Excerpt:
"""

LIMA, Peru — Two of Peru’s former presidents are behind bars, one convicted of human rights violations, the other accused of illegally trying to dissolve Congress. A third ex-president may soon join that ignominious group with all three sharing the same prison.
Alejandro Toledo, who led Peru two decades ago, surrendered on Friday to law enforcement officials in California, according to a U.S. Marshal official, having exhausted efforts to resist extradition nearly four years after his arrest in connection with one of the biggest corruption scandals in Latin America.
Once he is returned to Peru, Mr. Toledo is expected to be incarcerated while the case against him proceeds. His forced repatriation comes at a fraught moment for Peru, which has been rocked by violence and demonstrations since another former president, Pedro Castillo, was impeached in December after he tried to suspend Congress and rule by decree.
Peru has endured years of political corruption and instability that has resulted in the Andean country being ruled by seven presidents in the last seven years.

"""

Input data:
"""

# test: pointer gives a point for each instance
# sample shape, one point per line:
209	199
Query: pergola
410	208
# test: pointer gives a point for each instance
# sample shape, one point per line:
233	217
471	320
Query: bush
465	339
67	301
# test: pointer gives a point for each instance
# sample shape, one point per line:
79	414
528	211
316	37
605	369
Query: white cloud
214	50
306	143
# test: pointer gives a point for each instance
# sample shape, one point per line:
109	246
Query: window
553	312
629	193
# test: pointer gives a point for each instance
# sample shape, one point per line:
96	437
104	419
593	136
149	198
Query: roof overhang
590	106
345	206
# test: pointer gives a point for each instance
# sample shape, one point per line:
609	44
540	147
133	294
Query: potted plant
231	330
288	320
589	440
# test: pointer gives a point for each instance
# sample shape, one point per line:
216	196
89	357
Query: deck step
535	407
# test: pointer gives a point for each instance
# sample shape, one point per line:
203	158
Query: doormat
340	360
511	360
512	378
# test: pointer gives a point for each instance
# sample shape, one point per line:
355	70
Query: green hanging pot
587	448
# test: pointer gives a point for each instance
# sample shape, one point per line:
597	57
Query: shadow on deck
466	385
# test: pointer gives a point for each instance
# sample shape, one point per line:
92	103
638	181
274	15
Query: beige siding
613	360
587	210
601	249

"""

Task 1:
List every place name that appears in the Peru article, including any that forms part of a title.
Task 2:
Answer from the Peru article:
(a) Where did Alejandro Toledo surrender to law enforcement officials?
(b) In what month was Pedro Castillo impeached?
(c) How many presidents has Peru had in the last seven years?
Task 3:
Pick up the article on Peru's former presidents after its last sentence and continue it.

Exercise result 1:
Lima
Peru
California
Latin America
U.S.

Exercise result 2:
(a) California
(b) December
(c) Seven

Exercise result 3:
Mr. Toledo has been accused of receiving $20 million as part of a vast bribery scandal that ensnared many of the region’s leaders. The scheme centered around a giant Brazilian construction firm, Odebrecht, which acknowledged in 2016 that it had paid $800 million in bribes to win lucrative contracts across Latin America.
The sprawling corruption case was particularly damaging in Peru. Another former Peruvian president implicated in the scandal, Alan García, shot himself fatally in the head as the authorities tried to arrest him in 2019.
Mr. Toledo’s arrest on Friday marks the culmination of a yearslong effort by local authorities to bring him before Peru’s justice system. Peruvian prosecutors had first sought his extradition from the United States in 2018.
It is a fate Mr. Toledo fought to avoid at every turn, through failed appeals and motions to stay his return, the last of which was denied on Thursday by a federal judge in Washington. A lawyer for Mr. Toledo said his client was in poor health and may not survive pretrial detention.
“Here, too, plaintiff is not entitled to that relief,” the judge, Beryl Howell, wrote in her order Thursday, calling Mr. Toledo’s lawyer’s emergency filing a “last-ditch effort” to further delay his extradition.
Mr. Toledo, who had been living in California for years, has denied any wrongdoing. He was first taken into custody in San Francisco in 2019 and released to house arrest in 2020 during the height of the Covid-19 pandemic. It is not clear when Mr. Toledo will arrive in Lima, though a lawyer for the former president, Roberto Su, said it would likely happen in three to four days.
“I’m not running away from justice, but I am asking you to please not kill me in jail,” Mr. Toledo told a Peruvian TV station on Thursday night. “Let us fight with our arguments.”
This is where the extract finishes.